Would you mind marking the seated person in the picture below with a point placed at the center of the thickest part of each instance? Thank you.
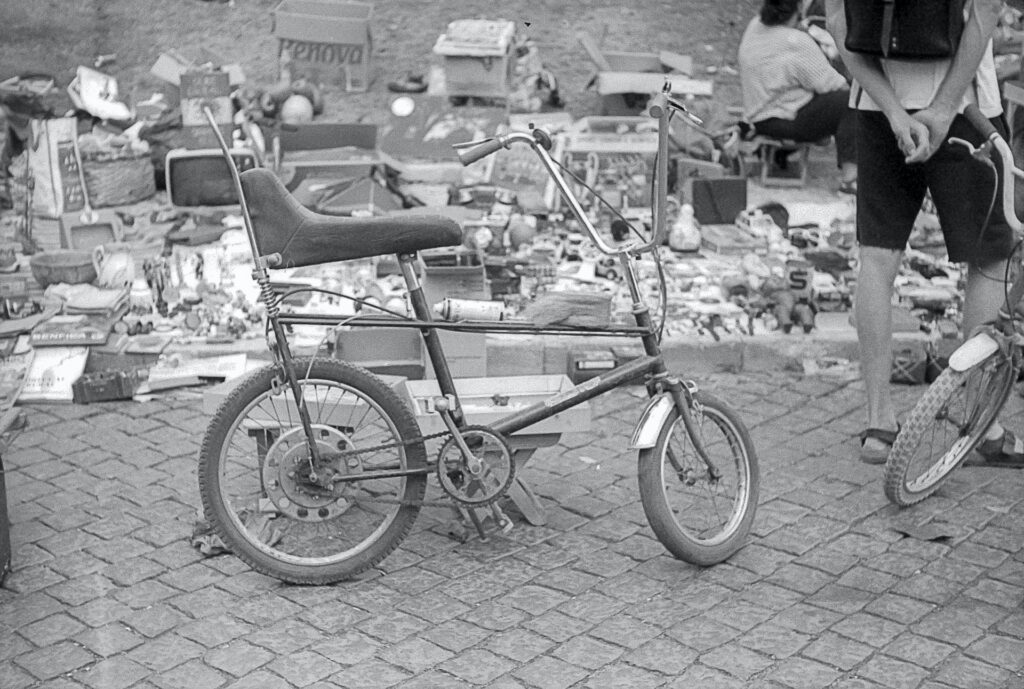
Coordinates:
(790, 89)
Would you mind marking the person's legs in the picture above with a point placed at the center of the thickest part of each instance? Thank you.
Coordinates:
(889, 197)
(872, 312)
(963, 190)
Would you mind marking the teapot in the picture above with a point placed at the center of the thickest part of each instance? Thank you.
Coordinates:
(115, 265)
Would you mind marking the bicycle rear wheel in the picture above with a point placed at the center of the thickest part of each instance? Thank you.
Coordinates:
(697, 518)
(255, 478)
(947, 423)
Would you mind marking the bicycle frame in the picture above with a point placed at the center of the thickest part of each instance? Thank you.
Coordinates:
(666, 391)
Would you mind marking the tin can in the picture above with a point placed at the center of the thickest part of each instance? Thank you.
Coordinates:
(469, 309)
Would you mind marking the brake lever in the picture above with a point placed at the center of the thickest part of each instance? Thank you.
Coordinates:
(469, 144)
(979, 153)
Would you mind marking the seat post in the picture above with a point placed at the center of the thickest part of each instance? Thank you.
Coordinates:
(431, 340)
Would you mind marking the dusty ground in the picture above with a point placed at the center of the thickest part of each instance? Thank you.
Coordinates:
(56, 36)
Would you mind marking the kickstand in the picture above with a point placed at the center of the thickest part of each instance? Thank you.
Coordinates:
(476, 522)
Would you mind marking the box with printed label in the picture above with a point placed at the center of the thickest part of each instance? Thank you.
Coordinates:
(327, 41)
(477, 57)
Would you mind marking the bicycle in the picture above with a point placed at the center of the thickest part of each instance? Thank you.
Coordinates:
(952, 417)
(312, 470)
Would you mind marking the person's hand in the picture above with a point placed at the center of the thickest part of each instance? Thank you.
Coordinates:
(912, 137)
(937, 121)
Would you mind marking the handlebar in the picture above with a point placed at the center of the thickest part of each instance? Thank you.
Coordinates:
(471, 152)
(663, 106)
(1006, 160)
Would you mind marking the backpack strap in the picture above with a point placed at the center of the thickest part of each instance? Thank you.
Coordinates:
(887, 26)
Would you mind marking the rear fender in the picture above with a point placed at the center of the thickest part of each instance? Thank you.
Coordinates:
(977, 349)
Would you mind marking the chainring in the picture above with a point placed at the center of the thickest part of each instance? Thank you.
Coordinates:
(286, 474)
(497, 467)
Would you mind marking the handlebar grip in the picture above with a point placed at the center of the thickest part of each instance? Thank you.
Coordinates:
(469, 156)
(657, 104)
(979, 121)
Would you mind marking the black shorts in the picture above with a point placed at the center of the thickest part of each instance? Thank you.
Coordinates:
(890, 192)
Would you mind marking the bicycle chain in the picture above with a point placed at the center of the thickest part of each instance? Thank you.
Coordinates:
(384, 501)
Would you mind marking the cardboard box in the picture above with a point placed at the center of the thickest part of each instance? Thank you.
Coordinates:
(621, 75)
(476, 57)
(327, 40)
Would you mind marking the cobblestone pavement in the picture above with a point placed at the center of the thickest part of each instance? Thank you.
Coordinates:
(108, 593)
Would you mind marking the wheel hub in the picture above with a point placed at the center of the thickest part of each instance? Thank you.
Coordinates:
(301, 491)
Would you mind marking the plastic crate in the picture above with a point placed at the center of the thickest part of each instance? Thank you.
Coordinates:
(104, 386)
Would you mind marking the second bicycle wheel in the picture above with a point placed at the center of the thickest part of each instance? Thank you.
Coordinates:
(947, 423)
(700, 519)
(291, 519)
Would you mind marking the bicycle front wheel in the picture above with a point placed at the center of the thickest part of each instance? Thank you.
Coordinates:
(698, 518)
(296, 521)
(947, 423)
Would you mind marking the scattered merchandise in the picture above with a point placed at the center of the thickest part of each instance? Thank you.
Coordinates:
(133, 254)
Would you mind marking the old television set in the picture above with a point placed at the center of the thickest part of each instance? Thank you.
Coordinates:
(200, 178)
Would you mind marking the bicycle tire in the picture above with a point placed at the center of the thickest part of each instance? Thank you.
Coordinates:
(986, 386)
(657, 473)
(256, 431)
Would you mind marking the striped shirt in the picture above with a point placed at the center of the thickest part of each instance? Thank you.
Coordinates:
(780, 70)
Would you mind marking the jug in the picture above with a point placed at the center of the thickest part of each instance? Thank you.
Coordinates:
(115, 265)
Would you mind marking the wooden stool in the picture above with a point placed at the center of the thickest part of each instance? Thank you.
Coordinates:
(766, 148)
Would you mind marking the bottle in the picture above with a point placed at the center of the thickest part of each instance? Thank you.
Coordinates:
(684, 234)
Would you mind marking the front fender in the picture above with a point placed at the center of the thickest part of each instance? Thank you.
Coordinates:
(978, 348)
(653, 418)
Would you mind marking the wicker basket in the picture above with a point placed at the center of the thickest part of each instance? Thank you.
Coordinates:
(119, 181)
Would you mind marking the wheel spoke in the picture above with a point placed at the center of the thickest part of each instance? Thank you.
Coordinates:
(276, 509)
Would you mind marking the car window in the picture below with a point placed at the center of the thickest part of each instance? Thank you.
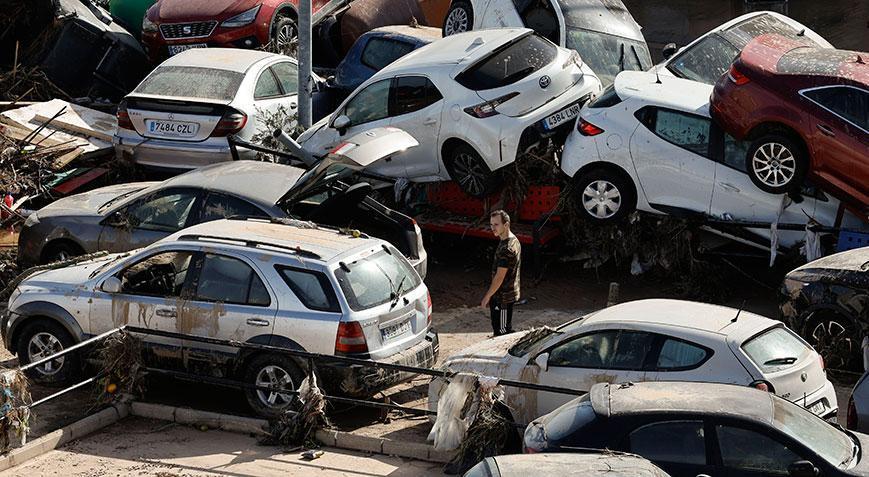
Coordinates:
(165, 211)
(312, 288)
(684, 130)
(509, 64)
(371, 104)
(266, 86)
(162, 275)
(230, 280)
(677, 442)
(380, 52)
(852, 104)
(219, 206)
(677, 354)
(194, 82)
(376, 279)
(288, 75)
(742, 449)
(413, 93)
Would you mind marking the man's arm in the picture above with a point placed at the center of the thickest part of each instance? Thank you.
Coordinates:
(497, 280)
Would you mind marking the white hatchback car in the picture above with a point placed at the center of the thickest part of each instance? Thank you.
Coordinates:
(180, 115)
(473, 101)
(650, 340)
(648, 143)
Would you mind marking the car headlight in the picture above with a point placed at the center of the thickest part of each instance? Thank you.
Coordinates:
(244, 18)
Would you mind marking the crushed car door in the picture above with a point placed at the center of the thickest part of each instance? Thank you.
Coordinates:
(671, 155)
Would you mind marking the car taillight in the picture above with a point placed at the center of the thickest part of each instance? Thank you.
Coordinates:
(350, 338)
(486, 109)
(123, 116)
(587, 129)
(232, 122)
(736, 76)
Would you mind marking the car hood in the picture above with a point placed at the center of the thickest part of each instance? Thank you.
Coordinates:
(89, 203)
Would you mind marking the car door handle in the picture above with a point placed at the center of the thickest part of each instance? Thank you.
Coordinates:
(826, 130)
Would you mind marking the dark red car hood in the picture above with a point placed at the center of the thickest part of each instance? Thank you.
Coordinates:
(174, 11)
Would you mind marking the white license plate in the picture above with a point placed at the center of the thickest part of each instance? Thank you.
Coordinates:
(561, 117)
(159, 127)
(392, 331)
(175, 49)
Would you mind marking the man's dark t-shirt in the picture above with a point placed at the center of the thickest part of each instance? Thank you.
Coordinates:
(508, 255)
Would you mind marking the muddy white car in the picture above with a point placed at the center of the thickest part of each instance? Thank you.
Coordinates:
(650, 340)
(288, 283)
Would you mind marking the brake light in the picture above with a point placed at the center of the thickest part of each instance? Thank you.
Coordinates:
(232, 122)
(587, 129)
(736, 76)
(486, 109)
(350, 338)
(123, 116)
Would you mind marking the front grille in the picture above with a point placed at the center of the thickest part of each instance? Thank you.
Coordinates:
(171, 31)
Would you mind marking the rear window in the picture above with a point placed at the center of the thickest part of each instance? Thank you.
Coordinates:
(775, 349)
(204, 83)
(376, 279)
(509, 64)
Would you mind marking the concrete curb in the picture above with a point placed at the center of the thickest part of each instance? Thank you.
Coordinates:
(53, 440)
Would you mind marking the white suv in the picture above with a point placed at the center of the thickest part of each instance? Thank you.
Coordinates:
(281, 283)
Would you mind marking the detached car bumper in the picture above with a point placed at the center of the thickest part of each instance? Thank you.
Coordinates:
(364, 381)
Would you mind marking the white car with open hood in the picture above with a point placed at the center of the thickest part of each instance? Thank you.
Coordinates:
(649, 340)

• **What to work on**
Restate the final lines of the listing above word for word, beginning at the line that contains "Would you mind marking the brake light".

• **Solved problem**
Would you mind marking the brake light in the picture above with a point placed at the center of the thickest part of each instance? Thank you.
Coordinates:
(232, 122)
(587, 129)
(736, 76)
(486, 109)
(350, 338)
(123, 116)
Would you mind marking the front grille in the picture above with a point placed at the center of the thickest part of each instance? Thank you.
Coordinates:
(171, 31)
Would you mind marking the rear window in the picture above with a point placed at the center of the thickest part of each instance? Thank you.
Coordinates:
(775, 349)
(204, 83)
(376, 279)
(509, 64)
Would you mind marking the concrete curb in the picture above with a point placed at the center of the thickest part of each instance? Thank you.
Coordinates:
(53, 440)
Would you mind marking the white suv in the picture above with a point placed at the center of the thickest part of each instance? Thank you.
Coordinates:
(281, 283)
Would you mind marking the detached car bumper in the picture above with a point placed at the center of the thickest part of each instance? Thank you.
Coordinates:
(364, 381)
Would you mind marking the white car with open hood in the picture above with a point placed at the center of the thickest part of each instance? Thank you.
Coordinates:
(649, 340)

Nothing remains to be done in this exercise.